(Rows from a dataset)
■ ■ ■ ■
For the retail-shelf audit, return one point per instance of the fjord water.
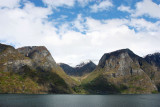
(18, 100)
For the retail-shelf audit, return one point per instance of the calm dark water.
(16, 100)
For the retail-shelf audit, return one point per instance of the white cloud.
(84, 2)
(104, 5)
(147, 7)
(9, 3)
(125, 9)
(57, 3)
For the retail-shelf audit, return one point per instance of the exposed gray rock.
(79, 70)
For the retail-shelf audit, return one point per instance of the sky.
(78, 30)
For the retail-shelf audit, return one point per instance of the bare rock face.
(123, 70)
(31, 70)
(154, 61)
(79, 70)
(40, 55)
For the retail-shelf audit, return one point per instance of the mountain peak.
(3, 47)
(117, 53)
(83, 63)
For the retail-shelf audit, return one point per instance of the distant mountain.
(31, 70)
(153, 59)
(121, 71)
(80, 70)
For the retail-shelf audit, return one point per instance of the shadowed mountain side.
(122, 71)
(80, 70)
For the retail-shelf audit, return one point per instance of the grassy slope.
(29, 80)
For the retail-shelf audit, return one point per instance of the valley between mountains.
(32, 70)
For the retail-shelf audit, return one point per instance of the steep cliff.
(31, 70)
(79, 70)
(119, 72)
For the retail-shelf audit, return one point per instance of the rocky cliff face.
(120, 72)
(31, 70)
(80, 70)
(154, 61)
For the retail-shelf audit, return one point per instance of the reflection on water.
(15, 100)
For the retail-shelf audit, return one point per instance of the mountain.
(153, 59)
(31, 70)
(120, 71)
(80, 70)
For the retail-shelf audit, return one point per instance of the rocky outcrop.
(31, 70)
(40, 55)
(80, 70)
(122, 72)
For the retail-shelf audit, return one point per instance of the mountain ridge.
(34, 70)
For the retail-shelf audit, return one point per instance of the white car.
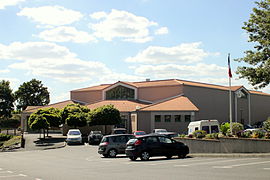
(74, 136)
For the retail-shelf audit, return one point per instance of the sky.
(70, 44)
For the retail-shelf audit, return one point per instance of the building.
(172, 103)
■ ■ ■ ■
● WHAT YOU NEED TO DO:
Please copy out the part of the material that opens with the line containing "valley between mountains." and runs through the end of the material, swapping "retail-shelf audit" for "inventory review" wherever it appears and changing nothing else. Leave the pictures out of your answer.

● EXERCISE RESPONSE:
For the inventory review, return one point per instance of the valley between mountains.
(32, 70)
For the inventory review, return one point per instance of the steep cliff.
(31, 70)
(79, 70)
(119, 72)
For the inventory review, return one point per instance of the rocky cliff face.
(120, 72)
(31, 70)
(80, 70)
(154, 61)
For the inventory review, return one point per instance of the reflection on water.
(15, 100)
For the inventory review, return one point per instance of the mountain.
(153, 59)
(31, 70)
(120, 71)
(80, 70)
For the inventory review, return one point per instance of the rocky outcrop.
(31, 70)
(40, 55)
(80, 70)
(122, 72)
For the inventory review, return one point per instance of the mountain ridge.
(34, 70)
For the inventory review, return one point per instance of the white car.
(74, 136)
For the inventory review, return one point per instance of the sky.
(70, 44)
For the inventory review, return one point per instance of the building.
(172, 103)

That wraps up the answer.